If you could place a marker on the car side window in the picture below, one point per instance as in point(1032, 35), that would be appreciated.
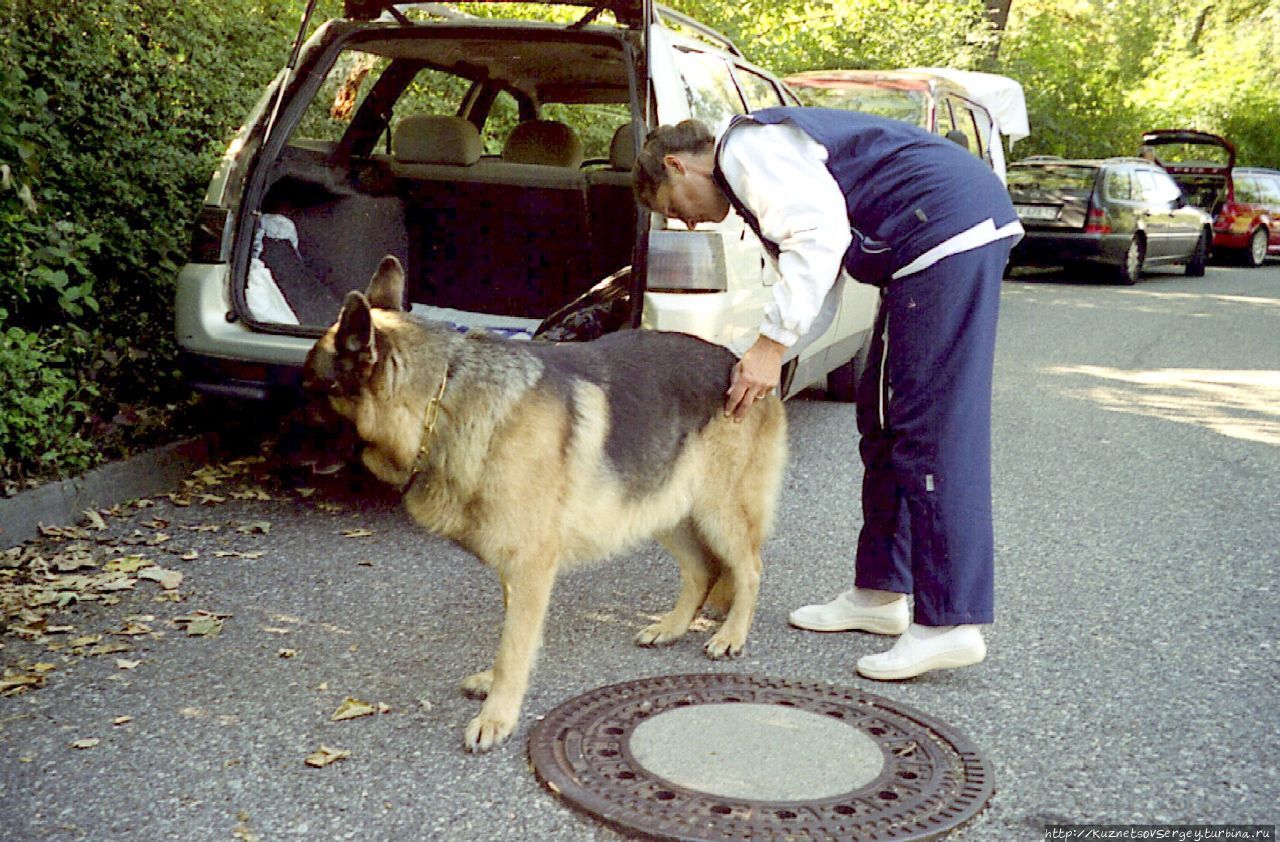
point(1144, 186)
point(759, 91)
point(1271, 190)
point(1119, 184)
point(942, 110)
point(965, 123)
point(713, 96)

===============

**WHAT YOU HAVE TO DO:**
Please format the records above as a two-column CSV headed "text" and "answer", with one row per record and each value in a single quoted field, line breaks replaced by spaces. Leave the pictures out.

**COMPLETE OUTPUT:**
text,answer
"If you could place a marker on the car side window in the picture below, one point per instance as in point(1032, 35), that would be appreciated.","point(1144, 186) point(759, 91) point(1271, 190) point(1119, 184) point(942, 110) point(965, 123) point(713, 96)"